7月1日ですので消費税引上げから3カ月になるのですけれども、先ほど発表されました日銀の短観では、DIが3月の前回調査よりは悪化しましたけれども、先行きでは改善も見られている数字が出ています。こうした結果を受けまして、景気の現状と先行きについて、大臣はどのように受け止めていらっしゃいますでしょうか。

答)

基本的に3カ月先の予測が一番のミソなので、今回の内容につきましても3カ月先の予測でいきますと、前回が大企業で言いますと8になる予測が結果的には12になったという点と、この次の先行きの9月の予測は15になっていますので、3カ月先の予測が8から15に増えているということだと思います。そういった意味では、景気は緩やかな回復基調が続いているというように、消費税の影響を最小限に食い止めて、そこそこ緩やかに経済の回復軌道が続いているというように判断すべきなのではないかなと思います。

問)

集団的自衛権の話でお伺いしたいのですが、今朝、自民と公明両党で集団的自衛権、部分的に行使を容認するということで一致しました。戦後自民党政権が長らくとってきた解釈が変わることについての受止めと、憲法改正ではなくて解釈という方向であることについて、大臣のお考えをお伺いさせてください。

答)

事ここに至って、改めて何も言うことはないです。随分長くかかったと思いますが、少なくとも閣議決定にこれだけ時間と手間をかけてやった閣議決定は過去ありますか。是非それも検証してもらいたいです。また、憲法改正というのはよく皆さん使われますけれども、憲法第96条を読めば3分の2以上の賛成が要りますので、3分の2がない段階で憲法改正ということを言いましても憲法改正できません。発議することが憲法上できないことになっていますので、憲法改正というのは今の状況においては現実的ではありません。ただ我々は憲法改正をずっと自民党の党是として掲げてきていますが、衆議院・参議院においては残念ながら憲法改正ができるような状況にはないということなのだと思います。現状の日本において、国民の安全や安心や財産、そういったものを考えたときに、今の状況においては憲法解釈でできる範囲で、日本がきちんと対応できるようなものにしていくということ以外、他に方法がないということなのだと思います。

問)

甘利大臣が、NISAの非課税枠のことに関して、現在年間100万円を、例えば200万円程度に引き上げられないかというような発言をされました。また、今朝の一部の報道で、対象年齢を20歳以上から18歳以上に下げることを検討するといった趣旨の報道がありましたが、大臣の御見解を教えてください。

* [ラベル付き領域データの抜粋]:

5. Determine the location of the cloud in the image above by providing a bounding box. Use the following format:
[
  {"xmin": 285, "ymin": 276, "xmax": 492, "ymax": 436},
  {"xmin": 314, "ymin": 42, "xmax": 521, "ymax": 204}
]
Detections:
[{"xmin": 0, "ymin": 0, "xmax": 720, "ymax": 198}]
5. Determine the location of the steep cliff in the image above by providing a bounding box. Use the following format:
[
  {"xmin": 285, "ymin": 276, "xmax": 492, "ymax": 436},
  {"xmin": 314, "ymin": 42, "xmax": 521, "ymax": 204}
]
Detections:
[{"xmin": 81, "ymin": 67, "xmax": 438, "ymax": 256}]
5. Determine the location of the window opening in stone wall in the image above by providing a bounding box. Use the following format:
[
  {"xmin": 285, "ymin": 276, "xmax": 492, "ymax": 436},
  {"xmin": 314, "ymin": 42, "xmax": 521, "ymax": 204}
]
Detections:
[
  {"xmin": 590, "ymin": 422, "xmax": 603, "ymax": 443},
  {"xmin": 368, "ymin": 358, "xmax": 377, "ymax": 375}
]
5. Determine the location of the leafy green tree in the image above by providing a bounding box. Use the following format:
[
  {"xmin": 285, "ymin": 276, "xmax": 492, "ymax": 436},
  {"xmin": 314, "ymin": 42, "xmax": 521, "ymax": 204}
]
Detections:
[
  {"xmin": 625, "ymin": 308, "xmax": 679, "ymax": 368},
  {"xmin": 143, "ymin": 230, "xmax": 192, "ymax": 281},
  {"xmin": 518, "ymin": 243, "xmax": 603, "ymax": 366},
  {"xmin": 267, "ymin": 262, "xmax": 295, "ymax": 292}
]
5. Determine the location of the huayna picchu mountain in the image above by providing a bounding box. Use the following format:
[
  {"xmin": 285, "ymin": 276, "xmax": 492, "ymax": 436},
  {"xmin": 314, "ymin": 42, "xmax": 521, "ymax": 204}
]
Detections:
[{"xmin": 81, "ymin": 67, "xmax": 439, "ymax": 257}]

* [やるべきこと]:
上にある大臣記者会見の質疑応答の続きを、最後の質問の後から引き継いで書いてください。

* [以下が解答]:
答)

今の状況で、NISAを始めて、集まり具合を見ましても、これの需要が多かったです。一番大事なことは、今、個人で860兆円という現預金が寝ている。その現預金が、企業もそうですけれども、現預金からいわゆる投資の方に金が回っていくということが、景気とか経済ということを考えた時に一番大事です。NISAは、その手段の1つです。仮に、日本の現預金が企業やら何やら含めて1,000何百兆円あると思いますけれども、その現預金が、仮に1割、100兆円が投資に回ったとします。金利だったら0.6%とか何とかしかつかない金利に変わって、それが、仮に当期でリターンが1割あったとすると、100兆円の1割・10兆円ということは、GDPの2%ということになりますので、そういった意味では、現預金が投資に回っていくような方法に導いていくというのは、すごく大きな要素で、NISAは、そのうちの1つです。今、100万円を200万円にということを言っておられますけれども、あれは、何となくみんな自分でやったことがない人が多いからよく分かっていないのだろうけれども、払っておられる方々は、だいたい毎月10万円ずつというふうな積立預金みたいな感覚で、まずはそういうものだと、NISAに移っておられる方が多いので、だったら毎月10万円にして年間120万円でスタート、次にやるなら毎月20万円で年間240万円とか、そういうような感じにしないと、100万円にすると12ヶ月で割って月8万何千円というふうな話になりますと、結果的に割り算が面倒くさいから、12カ月掛ける5万円で年間60万円の口座が非常に多くなっているというのは、そういう理由ではないかと思います。次を考えるなら、年間240万円とか、そういった感じの方が、より現場に合った感覚かなとは思います。

問)

対象年齢を20歳から18歳に下げるという点については、いかがですか。

答)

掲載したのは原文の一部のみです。